_HOW TO COMPLETE THIS TASK:_ From the data below, repeat exactly the lines from the line with "Identify each instance of the chimney" to the line with "Identify each instance of the overcast", both included.

_DATA LISTING:_
◆ ◆ ◆ ◆ ◆ ◆ ◆
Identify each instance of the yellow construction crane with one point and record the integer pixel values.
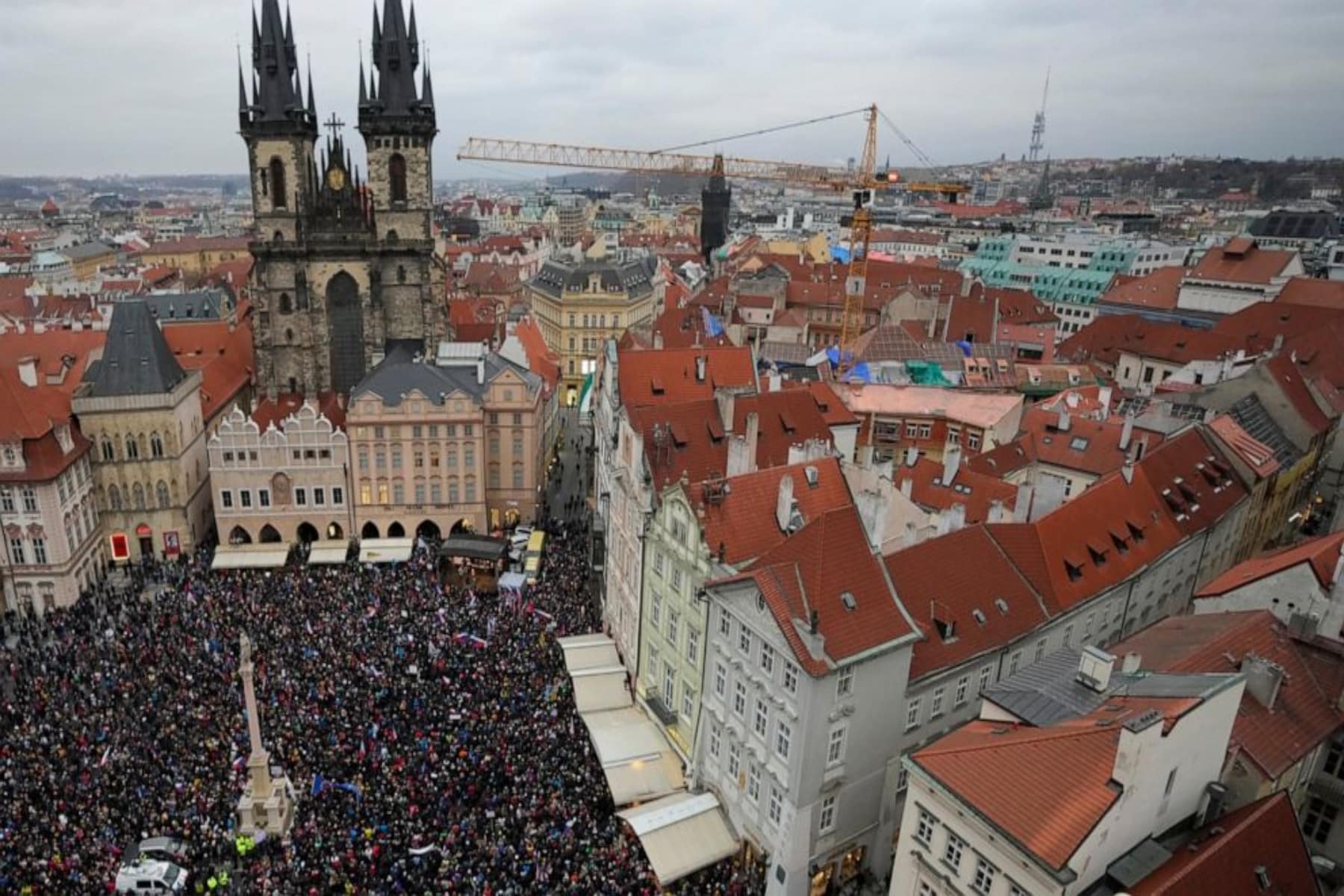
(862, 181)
◆ ◆ ◆ ◆ ◆ ◆ ◆
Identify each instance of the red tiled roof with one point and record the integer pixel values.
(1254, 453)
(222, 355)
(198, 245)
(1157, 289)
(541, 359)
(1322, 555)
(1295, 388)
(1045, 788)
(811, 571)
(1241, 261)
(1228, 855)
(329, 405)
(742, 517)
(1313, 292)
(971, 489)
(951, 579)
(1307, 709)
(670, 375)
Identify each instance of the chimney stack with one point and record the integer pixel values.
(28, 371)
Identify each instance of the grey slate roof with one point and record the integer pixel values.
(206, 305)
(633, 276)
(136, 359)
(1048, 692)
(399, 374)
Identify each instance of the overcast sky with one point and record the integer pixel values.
◆ ◆ ◆ ◆ ◆ ◆ ◆
_YOUR SOLUTION:_
Identify each instance of the chimney stack with one point and record the integer pixel values.
(28, 371)
Identify each instance of the grey slate roof with one point and record the integer pixel values.
(206, 305)
(633, 276)
(136, 359)
(1048, 692)
(399, 374)
Identify each instance of the overcast sky with one point and record the integer pixel values.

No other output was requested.